Excerpts of labeled region data
↓

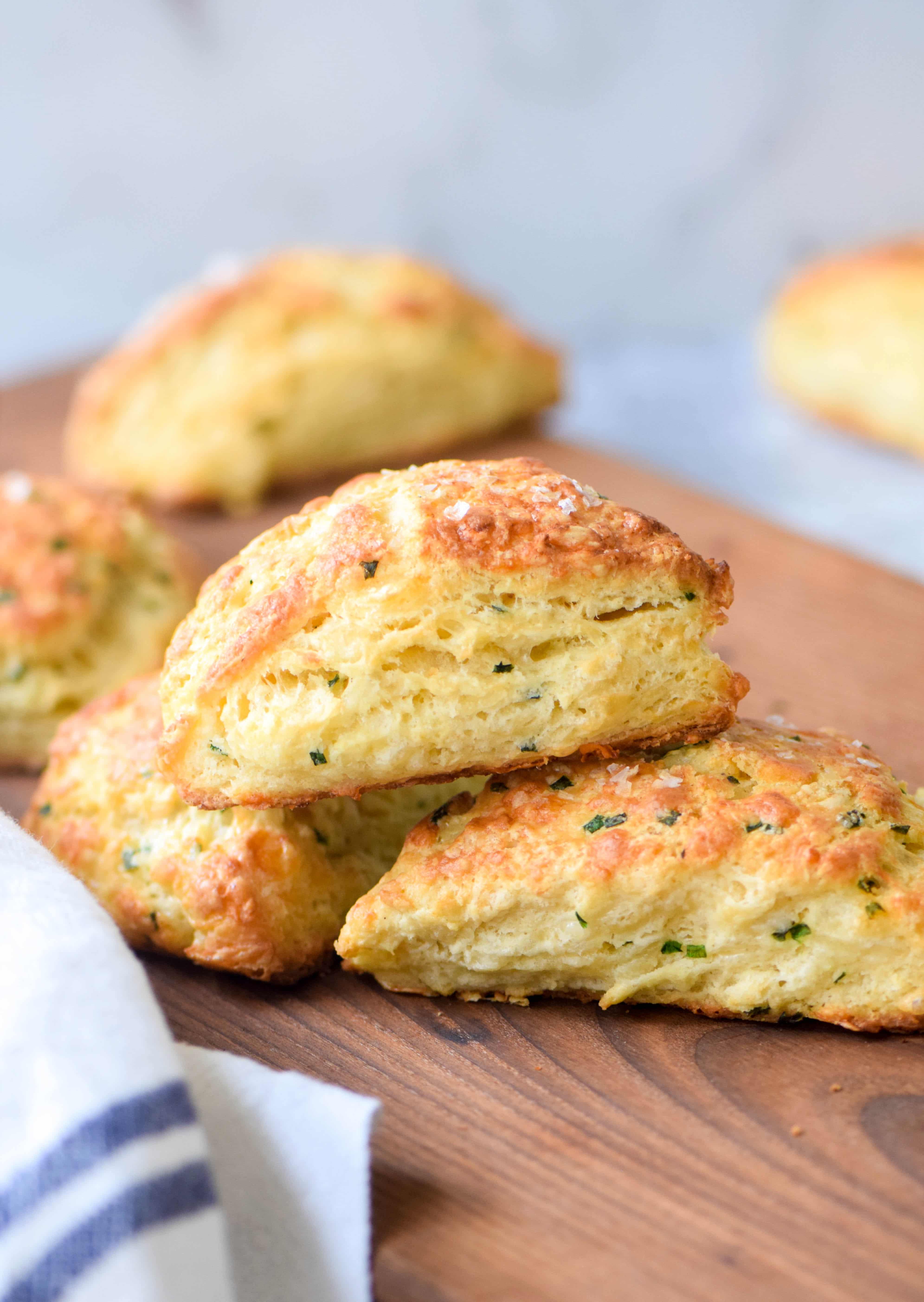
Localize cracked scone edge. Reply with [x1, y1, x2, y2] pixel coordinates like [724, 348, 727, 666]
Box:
[160, 458, 747, 807]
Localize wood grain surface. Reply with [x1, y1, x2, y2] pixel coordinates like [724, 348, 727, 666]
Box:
[0, 374, 924, 1302]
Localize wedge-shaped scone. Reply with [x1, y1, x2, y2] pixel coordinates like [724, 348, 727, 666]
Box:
[160, 458, 747, 809]
[337, 723, 924, 1030]
[764, 241, 924, 456]
[66, 250, 560, 506]
[25, 677, 480, 982]
[0, 471, 200, 767]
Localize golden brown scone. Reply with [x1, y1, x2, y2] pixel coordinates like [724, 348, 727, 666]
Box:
[764, 241, 924, 456]
[25, 676, 479, 982]
[0, 471, 200, 767]
[337, 721, 924, 1031]
[66, 250, 561, 508]
[160, 458, 747, 809]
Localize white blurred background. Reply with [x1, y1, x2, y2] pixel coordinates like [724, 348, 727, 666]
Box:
[0, 0, 924, 577]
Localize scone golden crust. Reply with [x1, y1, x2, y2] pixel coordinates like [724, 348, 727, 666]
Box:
[337, 721, 924, 1031]
[65, 250, 560, 508]
[0, 471, 199, 765]
[26, 676, 481, 982]
[764, 241, 924, 456]
[160, 458, 747, 809]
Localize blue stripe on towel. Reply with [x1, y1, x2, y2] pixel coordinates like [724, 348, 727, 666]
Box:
[0, 1081, 195, 1232]
[1, 1161, 217, 1302]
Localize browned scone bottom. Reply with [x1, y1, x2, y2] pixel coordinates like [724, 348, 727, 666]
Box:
[337, 721, 924, 1031]
[159, 458, 747, 809]
[25, 676, 479, 982]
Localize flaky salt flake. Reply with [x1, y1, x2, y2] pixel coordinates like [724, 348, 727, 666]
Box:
[3, 470, 32, 501]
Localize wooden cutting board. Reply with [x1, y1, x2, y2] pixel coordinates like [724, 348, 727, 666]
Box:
[0, 372, 924, 1302]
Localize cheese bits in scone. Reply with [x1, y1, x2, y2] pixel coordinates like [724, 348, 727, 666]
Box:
[337, 723, 924, 1031]
[0, 471, 199, 767]
[66, 250, 561, 508]
[764, 240, 924, 457]
[160, 458, 747, 809]
[26, 677, 480, 982]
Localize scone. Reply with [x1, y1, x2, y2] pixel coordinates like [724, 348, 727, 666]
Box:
[160, 458, 747, 809]
[0, 471, 200, 767]
[25, 676, 478, 982]
[66, 250, 561, 508]
[764, 241, 924, 456]
[337, 723, 924, 1031]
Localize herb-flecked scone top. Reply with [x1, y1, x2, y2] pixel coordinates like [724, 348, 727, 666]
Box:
[25, 676, 479, 982]
[160, 458, 747, 807]
[0, 471, 200, 767]
[337, 721, 924, 1031]
[65, 249, 561, 508]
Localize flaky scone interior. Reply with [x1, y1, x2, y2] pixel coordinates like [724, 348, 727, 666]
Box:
[25, 677, 480, 982]
[337, 723, 924, 1031]
[66, 249, 561, 508]
[160, 458, 747, 807]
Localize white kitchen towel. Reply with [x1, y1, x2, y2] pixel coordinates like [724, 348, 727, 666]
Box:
[0, 815, 376, 1302]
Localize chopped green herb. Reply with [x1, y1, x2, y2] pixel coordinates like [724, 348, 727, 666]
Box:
[773, 922, 812, 940]
[583, 814, 629, 835]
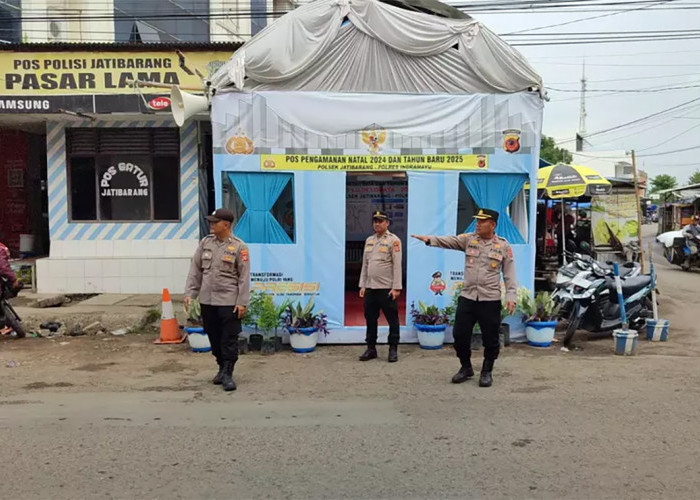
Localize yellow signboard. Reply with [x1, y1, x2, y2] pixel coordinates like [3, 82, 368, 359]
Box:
[0, 50, 231, 96]
[260, 154, 488, 171]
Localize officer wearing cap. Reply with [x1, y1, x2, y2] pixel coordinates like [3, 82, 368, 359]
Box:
[411, 208, 518, 387]
[185, 208, 250, 391]
[360, 210, 402, 363]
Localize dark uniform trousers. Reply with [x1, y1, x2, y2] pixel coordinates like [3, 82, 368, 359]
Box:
[202, 304, 241, 364]
[365, 288, 399, 346]
[453, 297, 501, 365]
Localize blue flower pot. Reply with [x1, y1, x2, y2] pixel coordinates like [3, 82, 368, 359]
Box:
[525, 321, 557, 347]
[413, 323, 447, 350]
[287, 327, 318, 353]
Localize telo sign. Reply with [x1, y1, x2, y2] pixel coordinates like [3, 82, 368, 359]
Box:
[148, 97, 170, 111]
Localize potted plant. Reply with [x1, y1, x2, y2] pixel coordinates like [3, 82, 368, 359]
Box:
[255, 294, 280, 354]
[411, 300, 454, 349]
[518, 289, 559, 347]
[245, 291, 267, 351]
[283, 297, 329, 353]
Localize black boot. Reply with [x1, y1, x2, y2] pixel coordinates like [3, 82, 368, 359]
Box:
[452, 361, 474, 384]
[479, 359, 493, 387]
[360, 345, 377, 361]
[212, 361, 224, 385]
[221, 361, 236, 391]
[389, 344, 399, 363]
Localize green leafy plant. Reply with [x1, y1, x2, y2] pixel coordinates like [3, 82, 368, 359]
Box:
[283, 297, 330, 335]
[517, 288, 559, 323]
[411, 300, 454, 325]
[183, 299, 202, 325]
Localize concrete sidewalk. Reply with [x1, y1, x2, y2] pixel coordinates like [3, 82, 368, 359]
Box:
[10, 291, 186, 332]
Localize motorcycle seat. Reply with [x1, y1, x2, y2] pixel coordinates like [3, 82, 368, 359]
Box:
[622, 275, 651, 297]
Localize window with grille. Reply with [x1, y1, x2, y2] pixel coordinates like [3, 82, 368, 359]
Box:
[66, 128, 180, 222]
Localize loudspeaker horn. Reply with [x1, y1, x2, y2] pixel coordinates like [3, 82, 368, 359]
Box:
[170, 85, 209, 127]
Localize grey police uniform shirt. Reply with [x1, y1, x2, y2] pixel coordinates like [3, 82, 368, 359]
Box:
[683, 224, 700, 238]
[429, 233, 518, 302]
[185, 234, 250, 306]
[360, 231, 402, 290]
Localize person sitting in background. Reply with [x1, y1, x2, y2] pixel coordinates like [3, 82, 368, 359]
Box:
[0, 243, 19, 288]
[682, 214, 700, 269]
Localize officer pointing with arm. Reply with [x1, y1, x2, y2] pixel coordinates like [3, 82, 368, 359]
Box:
[411, 208, 518, 387]
[360, 210, 402, 363]
[185, 208, 250, 391]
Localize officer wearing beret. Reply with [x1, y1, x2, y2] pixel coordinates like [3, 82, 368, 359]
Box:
[360, 210, 402, 363]
[185, 208, 250, 391]
[411, 208, 518, 387]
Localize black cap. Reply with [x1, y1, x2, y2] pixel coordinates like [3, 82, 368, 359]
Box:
[372, 210, 389, 220]
[474, 208, 498, 222]
[207, 208, 233, 222]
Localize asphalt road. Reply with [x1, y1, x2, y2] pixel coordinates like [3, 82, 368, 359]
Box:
[0, 229, 700, 499]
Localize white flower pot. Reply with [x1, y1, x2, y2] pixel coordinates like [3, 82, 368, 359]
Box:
[185, 327, 211, 352]
[413, 323, 447, 349]
[289, 328, 318, 353]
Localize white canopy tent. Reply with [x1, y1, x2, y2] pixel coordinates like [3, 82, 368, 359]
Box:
[206, 0, 543, 343]
[212, 0, 542, 94]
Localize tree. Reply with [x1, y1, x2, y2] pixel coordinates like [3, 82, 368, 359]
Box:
[688, 170, 700, 184]
[540, 135, 573, 164]
[651, 174, 678, 201]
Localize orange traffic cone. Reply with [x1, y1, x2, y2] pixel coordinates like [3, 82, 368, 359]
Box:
[154, 288, 186, 344]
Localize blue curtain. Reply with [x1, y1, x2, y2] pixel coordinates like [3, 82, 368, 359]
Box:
[459, 174, 527, 245]
[228, 172, 292, 243]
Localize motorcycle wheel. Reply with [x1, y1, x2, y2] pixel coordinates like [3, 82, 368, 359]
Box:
[0, 304, 27, 339]
[563, 302, 581, 347]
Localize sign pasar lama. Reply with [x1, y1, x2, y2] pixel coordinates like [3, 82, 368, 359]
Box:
[0, 51, 230, 96]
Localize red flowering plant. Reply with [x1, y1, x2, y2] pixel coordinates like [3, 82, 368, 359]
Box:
[411, 300, 454, 325]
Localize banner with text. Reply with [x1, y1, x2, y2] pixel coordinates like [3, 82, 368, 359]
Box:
[260, 154, 488, 171]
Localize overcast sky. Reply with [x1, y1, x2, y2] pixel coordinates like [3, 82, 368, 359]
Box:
[460, 0, 700, 184]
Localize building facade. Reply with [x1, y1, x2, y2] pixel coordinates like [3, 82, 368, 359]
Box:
[0, 44, 237, 293]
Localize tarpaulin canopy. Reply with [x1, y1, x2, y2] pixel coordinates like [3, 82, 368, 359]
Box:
[212, 0, 542, 94]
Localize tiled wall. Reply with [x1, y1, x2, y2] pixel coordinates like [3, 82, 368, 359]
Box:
[37, 258, 190, 293]
[37, 119, 199, 293]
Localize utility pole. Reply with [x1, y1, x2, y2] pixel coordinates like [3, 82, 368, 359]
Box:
[576, 60, 587, 151]
[632, 149, 646, 273]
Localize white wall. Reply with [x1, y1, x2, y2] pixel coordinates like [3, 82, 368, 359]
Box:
[209, 0, 296, 42]
[22, 0, 114, 43]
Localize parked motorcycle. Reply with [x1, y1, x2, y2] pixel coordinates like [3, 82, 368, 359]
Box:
[552, 252, 642, 319]
[563, 273, 653, 347]
[0, 277, 26, 338]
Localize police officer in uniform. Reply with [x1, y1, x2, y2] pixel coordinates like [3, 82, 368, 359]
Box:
[360, 210, 402, 363]
[411, 208, 518, 387]
[185, 208, 250, 391]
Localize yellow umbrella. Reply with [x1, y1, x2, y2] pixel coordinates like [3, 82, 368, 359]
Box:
[525, 163, 612, 199]
[525, 163, 612, 264]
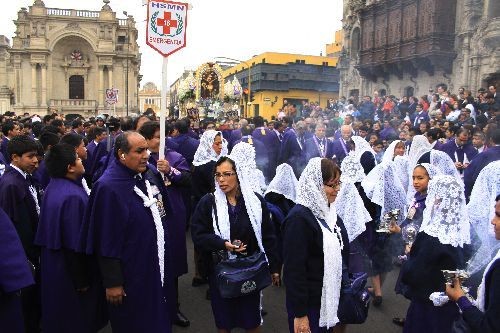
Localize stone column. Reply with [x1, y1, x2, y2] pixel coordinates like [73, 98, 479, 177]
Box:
[98, 66, 105, 105]
[30, 64, 37, 105]
[41, 64, 47, 107]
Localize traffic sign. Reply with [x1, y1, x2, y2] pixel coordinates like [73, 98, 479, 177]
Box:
[146, 0, 189, 57]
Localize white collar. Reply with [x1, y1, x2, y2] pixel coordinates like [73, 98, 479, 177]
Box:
[10, 163, 28, 179]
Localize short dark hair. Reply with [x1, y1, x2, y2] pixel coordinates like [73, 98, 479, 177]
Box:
[7, 135, 40, 158]
[71, 119, 83, 129]
[45, 143, 78, 178]
[2, 121, 17, 136]
[321, 158, 341, 184]
[60, 133, 83, 148]
[139, 121, 160, 140]
[38, 132, 60, 150]
[113, 131, 137, 159]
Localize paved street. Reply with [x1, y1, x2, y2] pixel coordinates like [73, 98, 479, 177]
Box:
[101, 234, 408, 333]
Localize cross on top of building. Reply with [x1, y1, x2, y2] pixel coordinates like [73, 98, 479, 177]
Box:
[156, 12, 177, 35]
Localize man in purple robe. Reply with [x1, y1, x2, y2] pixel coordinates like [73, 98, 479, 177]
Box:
[80, 132, 175, 333]
[35, 143, 107, 333]
[0, 136, 40, 332]
[172, 120, 200, 167]
[0, 121, 21, 164]
[440, 128, 477, 174]
[0, 208, 35, 333]
[139, 121, 191, 327]
[252, 116, 281, 180]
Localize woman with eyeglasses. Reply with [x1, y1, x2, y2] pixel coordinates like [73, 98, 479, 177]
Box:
[283, 157, 349, 333]
[191, 129, 227, 286]
[191, 142, 280, 333]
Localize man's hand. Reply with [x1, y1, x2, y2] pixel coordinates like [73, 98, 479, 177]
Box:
[156, 160, 170, 173]
[106, 286, 127, 305]
[446, 278, 465, 302]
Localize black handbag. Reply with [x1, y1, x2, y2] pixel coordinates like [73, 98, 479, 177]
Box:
[214, 193, 272, 298]
[337, 272, 370, 324]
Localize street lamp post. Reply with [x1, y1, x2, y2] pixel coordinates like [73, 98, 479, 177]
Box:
[215, 57, 252, 118]
[123, 11, 130, 117]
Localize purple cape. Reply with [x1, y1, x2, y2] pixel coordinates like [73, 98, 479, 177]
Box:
[35, 178, 105, 333]
[0, 209, 35, 333]
[79, 160, 175, 333]
[149, 149, 190, 277]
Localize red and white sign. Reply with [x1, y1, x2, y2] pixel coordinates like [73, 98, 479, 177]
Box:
[146, 0, 189, 57]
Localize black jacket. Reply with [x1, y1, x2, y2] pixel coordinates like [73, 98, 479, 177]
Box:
[283, 205, 349, 317]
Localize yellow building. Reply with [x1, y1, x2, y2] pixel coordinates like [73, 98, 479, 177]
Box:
[139, 82, 161, 115]
[223, 52, 339, 119]
[326, 30, 344, 58]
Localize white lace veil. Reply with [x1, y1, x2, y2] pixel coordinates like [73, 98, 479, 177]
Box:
[467, 161, 500, 274]
[381, 140, 403, 164]
[297, 157, 343, 328]
[352, 135, 377, 161]
[340, 152, 366, 183]
[431, 149, 462, 181]
[265, 163, 299, 202]
[193, 130, 227, 166]
[419, 175, 470, 247]
[212, 142, 265, 256]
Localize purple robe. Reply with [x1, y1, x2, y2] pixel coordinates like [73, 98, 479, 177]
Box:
[149, 149, 191, 277]
[79, 160, 175, 333]
[35, 178, 107, 333]
[0, 209, 35, 333]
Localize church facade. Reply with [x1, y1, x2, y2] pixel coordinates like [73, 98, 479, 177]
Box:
[338, 0, 500, 97]
[0, 0, 141, 117]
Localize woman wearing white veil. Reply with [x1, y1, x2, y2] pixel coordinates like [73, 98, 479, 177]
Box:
[401, 175, 470, 333]
[191, 143, 280, 333]
[467, 161, 500, 274]
[446, 192, 500, 333]
[283, 157, 349, 333]
[191, 130, 227, 287]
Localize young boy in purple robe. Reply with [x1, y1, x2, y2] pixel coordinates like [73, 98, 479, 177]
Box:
[79, 132, 175, 333]
[35, 143, 106, 333]
[0, 136, 40, 332]
[139, 121, 191, 327]
[0, 208, 35, 333]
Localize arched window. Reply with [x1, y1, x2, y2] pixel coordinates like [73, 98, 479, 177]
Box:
[351, 27, 361, 58]
[69, 75, 85, 99]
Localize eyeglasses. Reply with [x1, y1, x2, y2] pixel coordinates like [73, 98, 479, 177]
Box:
[323, 180, 342, 189]
[214, 172, 236, 180]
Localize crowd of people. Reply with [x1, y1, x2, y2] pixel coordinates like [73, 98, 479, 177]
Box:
[0, 81, 500, 333]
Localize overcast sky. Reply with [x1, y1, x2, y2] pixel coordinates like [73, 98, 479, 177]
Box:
[0, 0, 342, 88]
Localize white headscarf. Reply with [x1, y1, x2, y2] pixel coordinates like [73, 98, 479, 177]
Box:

↑

**Objective:**
Please turn the stretch of the material from the line containing "Localize arched window." through the end of the material into a Markdown table with the columns Row and Line, leaving out blank lines.

**The reply:**
| Row | Line |
|---|---|
| 1 | Localize arched window. Reply with [x1, y1, x2, y2] pixel coordinates like [73, 98, 479, 177] |
| 2 | Box: |
| 3 | [351, 27, 361, 58] |
| 4 | [69, 75, 85, 99] |
| 5 | Localize eyeglasses. Reply with [x1, y1, x2, y2] pixel coordinates like [73, 98, 479, 177] |
| 6 | Box: |
| 7 | [323, 180, 342, 189] |
| 8 | [214, 172, 236, 180] |
| 9 | Localize crowd of people. Reply with [x1, y1, x2, y2] pixel coordinates like [73, 98, 479, 177] |
| 10 | Box: |
| 11 | [0, 81, 500, 333] |
| 12 | Localize overcast sky. Reply with [x1, y1, x2, y2] pixel coordinates like [73, 98, 479, 177] |
| 13 | Box: |
| 14 | [0, 0, 342, 88] |
| 15 | Localize white headscarf. Reply with [x1, y1, x2, y2] pixel coordinates like [73, 98, 479, 177] |
| 16 | Box: |